WHAT TO WORK ON:
Line count for the string "abstract" in the records below: report that figure and nothing else.
#### TASK INPUTS
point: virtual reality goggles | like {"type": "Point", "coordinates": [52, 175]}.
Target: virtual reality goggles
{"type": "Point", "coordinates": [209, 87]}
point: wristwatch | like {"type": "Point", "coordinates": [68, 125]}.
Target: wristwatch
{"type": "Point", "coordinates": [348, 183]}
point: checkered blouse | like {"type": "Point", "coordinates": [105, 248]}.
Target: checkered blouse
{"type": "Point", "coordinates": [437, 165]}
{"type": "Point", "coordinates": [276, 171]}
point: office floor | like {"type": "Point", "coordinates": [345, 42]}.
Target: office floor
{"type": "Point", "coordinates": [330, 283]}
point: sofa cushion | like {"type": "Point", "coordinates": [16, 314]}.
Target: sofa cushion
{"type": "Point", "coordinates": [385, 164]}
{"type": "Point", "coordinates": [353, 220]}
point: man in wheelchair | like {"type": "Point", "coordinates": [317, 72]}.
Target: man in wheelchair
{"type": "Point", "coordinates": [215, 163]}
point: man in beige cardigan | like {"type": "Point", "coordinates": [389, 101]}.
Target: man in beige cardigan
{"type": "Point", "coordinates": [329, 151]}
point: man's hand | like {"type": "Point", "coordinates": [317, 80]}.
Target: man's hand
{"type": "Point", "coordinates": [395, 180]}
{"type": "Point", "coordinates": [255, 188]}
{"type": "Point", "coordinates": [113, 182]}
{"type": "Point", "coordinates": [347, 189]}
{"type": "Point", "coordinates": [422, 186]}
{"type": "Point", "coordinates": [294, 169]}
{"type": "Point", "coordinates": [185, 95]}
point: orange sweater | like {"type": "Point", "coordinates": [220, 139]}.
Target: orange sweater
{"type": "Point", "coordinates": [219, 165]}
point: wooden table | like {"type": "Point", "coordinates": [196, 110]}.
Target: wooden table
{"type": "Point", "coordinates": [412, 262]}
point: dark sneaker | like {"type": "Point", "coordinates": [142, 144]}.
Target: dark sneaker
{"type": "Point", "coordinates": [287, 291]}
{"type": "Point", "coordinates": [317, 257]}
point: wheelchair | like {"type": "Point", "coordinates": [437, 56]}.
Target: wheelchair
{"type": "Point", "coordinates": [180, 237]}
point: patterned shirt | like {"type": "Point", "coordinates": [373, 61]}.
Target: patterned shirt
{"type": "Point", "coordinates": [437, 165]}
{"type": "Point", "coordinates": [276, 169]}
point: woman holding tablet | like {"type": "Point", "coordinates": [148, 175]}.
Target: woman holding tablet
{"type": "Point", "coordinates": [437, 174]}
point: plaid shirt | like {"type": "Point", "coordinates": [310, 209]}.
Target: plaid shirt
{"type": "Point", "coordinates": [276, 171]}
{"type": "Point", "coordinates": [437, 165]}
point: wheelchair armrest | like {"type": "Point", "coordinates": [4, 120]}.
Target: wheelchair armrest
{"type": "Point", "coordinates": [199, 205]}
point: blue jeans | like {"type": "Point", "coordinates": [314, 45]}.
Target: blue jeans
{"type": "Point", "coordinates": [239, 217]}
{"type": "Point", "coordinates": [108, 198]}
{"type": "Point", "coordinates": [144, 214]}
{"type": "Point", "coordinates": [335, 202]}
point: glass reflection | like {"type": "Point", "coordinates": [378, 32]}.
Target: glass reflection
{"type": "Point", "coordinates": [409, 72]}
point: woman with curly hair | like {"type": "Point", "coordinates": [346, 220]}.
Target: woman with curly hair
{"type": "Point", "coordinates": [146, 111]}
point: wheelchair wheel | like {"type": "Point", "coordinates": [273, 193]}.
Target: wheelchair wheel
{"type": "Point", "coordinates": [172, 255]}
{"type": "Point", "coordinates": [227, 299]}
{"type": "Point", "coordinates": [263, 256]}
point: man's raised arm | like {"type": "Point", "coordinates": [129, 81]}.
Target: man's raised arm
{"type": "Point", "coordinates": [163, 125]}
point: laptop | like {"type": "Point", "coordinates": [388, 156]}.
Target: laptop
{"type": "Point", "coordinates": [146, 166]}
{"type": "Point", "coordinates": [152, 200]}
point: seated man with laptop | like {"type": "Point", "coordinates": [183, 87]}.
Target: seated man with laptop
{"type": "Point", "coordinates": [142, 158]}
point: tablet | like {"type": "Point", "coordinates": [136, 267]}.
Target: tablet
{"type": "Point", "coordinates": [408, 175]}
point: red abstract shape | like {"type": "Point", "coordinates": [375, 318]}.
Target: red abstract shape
########
ANSWER TO THE PROBLEM:
2